REQUIRED WORK:
Continue the article on the carbon-14 nuclear waste battery from the point where it ends.
BEGIN TEXT UNDER STUDY
New Nuclear Waste Battery Can Run For 5000 Years

A British team has built a prototype “nuclear waste battery” that can keep producing electricity for more than 5,000 years by using carbon-14—an isotope found in graphite waste from nuclear reactors. The core idea is to turn a long-lived radioactive material into a direct source of electrical power, avoiding the inefficiency of older nuclear batteries that first convert decay heat into electricity.

The battery centers on carbon-14, a radioactive isotope created inside reactor cores’ graphite shielding. Carbon-14 decays with a half-life of about 5,700 years, emitting an electron as it transforms. Arkanite, a spin-off from the University of Bristol, has reportedly made a device from carbon-14 and claims a runtime exceeding 5,000 years. The approach is described as a “better voltaic battery,” aiming to convert the randomness of radioactive decay into a directed electric flow using engineered crystal structures. The concept relies on creating two different layers with distinct arrangements so that decay events preferentially drive electrons in one direction rather than merely generating heat.

The prototype’s construction details are not fully public—there are no technical reports shared in the account—so the manufacturing steps are inferred. One plausible route involves separating carbon-14 from stable carbon, then combining it with other elements (suggested examples include nitrogen and phosphorus) and depositing the resulting material as layered structures on a surface. Because stray electrons could be hazardous, the design also requires shielding around the battery, though the radiation type is described as relatively straightforward to contain (with the practical caveat that people shouldn’t handle it casually).

Despite the striking longevity, the power output is extremely small—likely below a microwatt. That means the battery is not a replacement for laptops or mainstream electronics; powering a laptop would require on the order of 100 million such units. The low wattage also helps explain why nuclear energy density claims don’t translate directly: nuclear power plants rely on controlled fission chain reactions, while these batteries draw only from slow radioactive decay.
END TEXT UNDER STUDY
BEGIN GIVEN MATERIAL
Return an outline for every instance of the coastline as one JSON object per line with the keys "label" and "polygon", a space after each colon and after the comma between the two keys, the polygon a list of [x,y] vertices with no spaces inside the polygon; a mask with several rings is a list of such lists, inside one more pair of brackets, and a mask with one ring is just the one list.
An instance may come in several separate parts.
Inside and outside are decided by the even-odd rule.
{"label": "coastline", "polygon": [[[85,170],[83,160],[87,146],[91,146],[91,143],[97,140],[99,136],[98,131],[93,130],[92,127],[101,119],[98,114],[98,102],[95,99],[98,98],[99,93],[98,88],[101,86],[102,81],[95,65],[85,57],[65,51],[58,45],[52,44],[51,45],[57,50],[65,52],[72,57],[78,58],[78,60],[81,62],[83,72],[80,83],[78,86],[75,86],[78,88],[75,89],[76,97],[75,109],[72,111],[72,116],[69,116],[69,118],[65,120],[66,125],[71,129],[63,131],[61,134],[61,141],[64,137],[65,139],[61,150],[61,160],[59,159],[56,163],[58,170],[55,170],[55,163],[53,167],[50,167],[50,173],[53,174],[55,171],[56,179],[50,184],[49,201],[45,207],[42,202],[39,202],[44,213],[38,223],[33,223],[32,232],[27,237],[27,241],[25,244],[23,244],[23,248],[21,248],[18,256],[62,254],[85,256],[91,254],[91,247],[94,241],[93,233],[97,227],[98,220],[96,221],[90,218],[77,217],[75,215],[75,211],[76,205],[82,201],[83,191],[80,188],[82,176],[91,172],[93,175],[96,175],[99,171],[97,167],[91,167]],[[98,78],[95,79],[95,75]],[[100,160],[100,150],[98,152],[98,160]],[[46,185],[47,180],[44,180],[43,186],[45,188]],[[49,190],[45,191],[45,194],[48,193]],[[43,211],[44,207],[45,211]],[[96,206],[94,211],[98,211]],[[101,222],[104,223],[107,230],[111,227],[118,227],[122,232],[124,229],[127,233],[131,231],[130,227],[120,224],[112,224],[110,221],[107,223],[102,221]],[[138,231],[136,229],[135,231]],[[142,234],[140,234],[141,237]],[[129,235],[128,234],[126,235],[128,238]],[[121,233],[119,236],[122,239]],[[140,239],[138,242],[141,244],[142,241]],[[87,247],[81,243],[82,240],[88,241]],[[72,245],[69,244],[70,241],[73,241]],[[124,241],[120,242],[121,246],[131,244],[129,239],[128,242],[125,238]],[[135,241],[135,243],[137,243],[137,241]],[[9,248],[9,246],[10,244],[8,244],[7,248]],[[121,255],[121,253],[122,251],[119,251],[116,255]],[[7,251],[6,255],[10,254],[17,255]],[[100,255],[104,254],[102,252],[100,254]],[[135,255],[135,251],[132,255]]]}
END GIVEN MATERIAL
REPLY TO THE TASK:
Where the technology could matter is in applications that prize decades-long operation over high power. The long lifetime makes it attractive for medical implants that need continuous monitoring or regulation, such as devices that can trigger alarms or modulate signals related to pain or heart rhythm. In space, tiny sensors on long missions could stay active for years without maintenance. On Earth, similar low-power sources could support remote environmental monitoring, including seafloor systems tracking ocean currents.

The carbon-14 battery is not the first nuclear battery. The American company City Labs has sold tritium-based nuclear batteries for years. Tritium has a shorter half-life of about 12 years, but those devices can produce up to roughly 100 microwatts—far more than the carbon-14 prototype—making them useful for remote sensors that can be serviced on a shorter cycle. City Labs’ batteries are already deployed in wilderness weather stations and other hard-to-reach monitoring setups.

Overall, the development highlights a broader push to make long-lived radioactive sources practical again—less about powering everything, more about enabling devices that must keep running when replacement is impossible.